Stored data
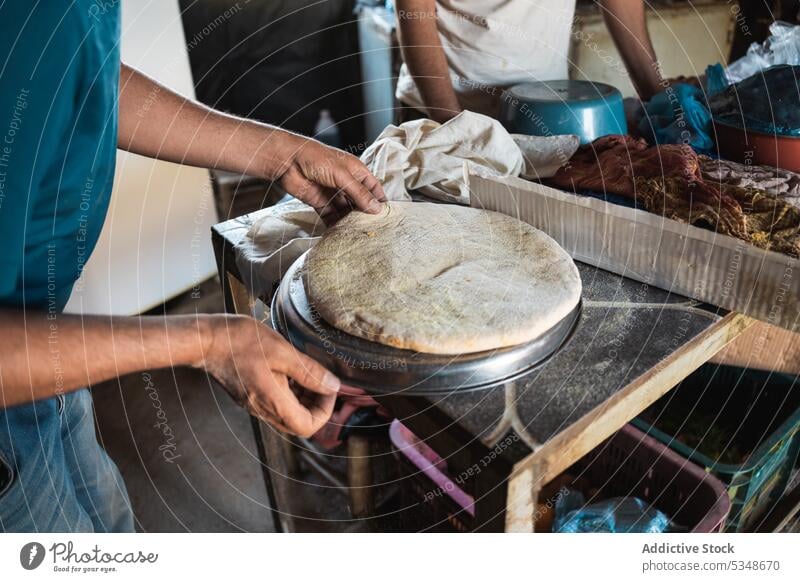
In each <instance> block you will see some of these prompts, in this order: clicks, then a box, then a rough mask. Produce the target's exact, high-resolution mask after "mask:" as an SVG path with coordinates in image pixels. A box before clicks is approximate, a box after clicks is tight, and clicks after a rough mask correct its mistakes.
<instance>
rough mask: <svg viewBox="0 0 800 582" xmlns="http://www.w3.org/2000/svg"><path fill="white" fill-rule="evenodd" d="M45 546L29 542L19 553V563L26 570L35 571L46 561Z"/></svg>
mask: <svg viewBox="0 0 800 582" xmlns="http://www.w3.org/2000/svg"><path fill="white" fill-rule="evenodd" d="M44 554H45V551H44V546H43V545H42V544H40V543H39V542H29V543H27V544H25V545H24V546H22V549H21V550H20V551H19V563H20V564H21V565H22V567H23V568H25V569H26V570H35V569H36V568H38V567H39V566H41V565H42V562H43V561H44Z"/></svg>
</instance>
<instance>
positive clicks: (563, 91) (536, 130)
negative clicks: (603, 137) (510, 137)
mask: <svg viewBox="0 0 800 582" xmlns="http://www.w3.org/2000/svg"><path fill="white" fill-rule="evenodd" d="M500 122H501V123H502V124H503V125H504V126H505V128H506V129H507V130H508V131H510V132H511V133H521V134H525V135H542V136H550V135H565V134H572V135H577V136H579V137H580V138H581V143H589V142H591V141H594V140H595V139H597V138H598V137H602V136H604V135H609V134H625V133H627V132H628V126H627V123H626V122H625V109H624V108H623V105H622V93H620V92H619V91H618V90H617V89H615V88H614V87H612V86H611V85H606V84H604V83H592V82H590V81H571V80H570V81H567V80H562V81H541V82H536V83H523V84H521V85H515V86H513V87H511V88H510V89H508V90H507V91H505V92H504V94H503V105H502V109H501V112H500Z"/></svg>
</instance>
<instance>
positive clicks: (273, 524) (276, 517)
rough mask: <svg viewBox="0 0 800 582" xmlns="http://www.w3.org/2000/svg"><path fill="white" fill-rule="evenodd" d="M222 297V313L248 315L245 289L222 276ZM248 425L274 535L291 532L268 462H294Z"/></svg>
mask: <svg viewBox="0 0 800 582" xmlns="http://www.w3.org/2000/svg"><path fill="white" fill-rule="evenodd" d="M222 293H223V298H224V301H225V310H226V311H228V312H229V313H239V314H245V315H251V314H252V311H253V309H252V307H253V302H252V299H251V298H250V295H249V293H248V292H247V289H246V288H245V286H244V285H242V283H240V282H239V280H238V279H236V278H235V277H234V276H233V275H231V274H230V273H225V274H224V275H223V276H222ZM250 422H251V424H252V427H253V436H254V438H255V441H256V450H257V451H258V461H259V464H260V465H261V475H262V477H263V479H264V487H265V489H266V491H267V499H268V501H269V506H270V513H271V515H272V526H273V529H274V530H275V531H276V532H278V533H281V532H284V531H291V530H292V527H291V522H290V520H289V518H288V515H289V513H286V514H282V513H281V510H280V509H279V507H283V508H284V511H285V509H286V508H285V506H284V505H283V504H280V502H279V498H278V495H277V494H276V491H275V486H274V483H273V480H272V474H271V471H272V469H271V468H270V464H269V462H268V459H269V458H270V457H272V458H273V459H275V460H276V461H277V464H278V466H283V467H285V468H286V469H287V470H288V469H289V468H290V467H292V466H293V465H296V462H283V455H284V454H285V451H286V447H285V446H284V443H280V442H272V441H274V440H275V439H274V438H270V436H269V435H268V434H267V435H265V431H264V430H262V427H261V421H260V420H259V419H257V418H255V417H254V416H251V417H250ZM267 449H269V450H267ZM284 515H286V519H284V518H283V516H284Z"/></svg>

### AIM OF THE TASK:
With images excluded, write the records above out again exactly.

### OUTPUT FOR THIS EXERCISE:
In each <instance> block you will see some of these prompts, in this order: clicks, then a box, then a rough mask. Produce the target's exact, high-resolution mask after "mask:" as an SVG path with coordinates in image pixels. A box before clicks is approximate, a box after clicks is tight, and clicks after a rough mask correct its mistakes.
<instance>
rough mask: <svg viewBox="0 0 800 582" xmlns="http://www.w3.org/2000/svg"><path fill="white" fill-rule="evenodd" d="M45 546L29 542L19 553V563L26 570L35 571L46 561Z"/></svg>
mask: <svg viewBox="0 0 800 582" xmlns="http://www.w3.org/2000/svg"><path fill="white" fill-rule="evenodd" d="M44 554H45V551H44V546H43V545H42V544H40V543H39V542H29V543H27V544H25V545H24V546H22V549H21V550H20V551H19V563H20V564H21V565H22V567H23V568H25V569H26V570H35V569H36V568H38V567H39V566H41V565H42V562H43V561H44Z"/></svg>
</instance>
<instance>
positive clicks: (563, 91) (536, 130)
negative clicks: (603, 137) (510, 137)
mask: <svg viewBox="0 0 800 582" xmlns="http://www.w3.org/2000/svg"><path fill="white" fill-rule="evenodd" d="M500 122H501V123H502V124H503V125H504V126H505V128H506V129H507V130H508V131H510V132H511V133H521V134H525V135H542V136H550V135H565V134H572V135H577V136H579V137H580V138H581V143H589V142H591V141H594V140H595V139H597V138H598V137H602V136H604V135H609V134H625V133H627V132H628V126H627V123H626V122H625V109H624V108H623V105H622V93H620V92H619V91H618V90H617V89H615V88H614V87H612V86H611V85H606V84H604V83H592V82H590V81H571V80H570V81H567V80H562V81H541V82H536V83H523V84H521V85H515V86H513V87H511V88H510V89H508V90H507V91H505V92H504V94H503V105H502V109H501V112H500Z"/></svg>
</instance>
<instance>
positive clicks: (273, 524) (276, 517)
rough mask: <svg viewBox="0 0 800 582" xmlns="http://www.w3.org/2000/svg"><path fill="white" fill-rule="evenodd" d="M222 297V313L248 315L245 289L222 276ZM248 425L274 535L291 532L268 462H294Z"/></svg>
mask: <svg viewBox="0 0 800 582" xmlns="http://www.w3.org/2000/svg"><path fill="white" fill-rule="evenodd" d="M222 293H223V298H224V301H225V310H226V311H228V312H229V313H239V314H245V315H251V314H252V311H253V309H252V307H253V302H252V299H251V298H250V295H249V293H248V292H247V289H246V288H245V286H244V285H242V283H240V282H239V280H238V279H236V278H235V277H234V276H233V275H231V274H230V273H225V274H224V275H223V276H222ZM250 422H251V424H252V427H253V436H254V438H255V441H256V450H257V451H258V461H259V464H260V465H261V475H262V477H263V479H264V487H265V489H266V491H267V499H268V501H269V506H270V513H271V515H272V526H273V529H274V530H275V531H276V532H278V533H281V532H284V531H291V530H292V527H291V522H290V520H289V518H288V515H289V513H286V514H282V513H281V510H280V509H279V507H283V508H284V511H285V509H286V508H285V506H284V505H283V504H280V502H279V498H278V495H277V494H276V491H275V486H274V483H273V480H272V474H271V471H272V469H271V468H270V464H269V462H268V459H269V458H270V457H272V458H273V459H275V460H276V461H277V464H278V466H283V467H285V468H286V469H287V470H288V469H289V468H290V467H292V466H293V465H296V462H283V455H284V454H285V451H286V447H285V446H284V443H280V442H272V441H274V440H275V439H274V438H270V436H269V435H268V434H267V435H265V431H264V430H262V427H261V421H260V420H259V419H257V418H255V417H254V416H251V417H250ZM267 449H269V450H267ZM284 515H286V519H284V518H283V516H284Z"/></svg>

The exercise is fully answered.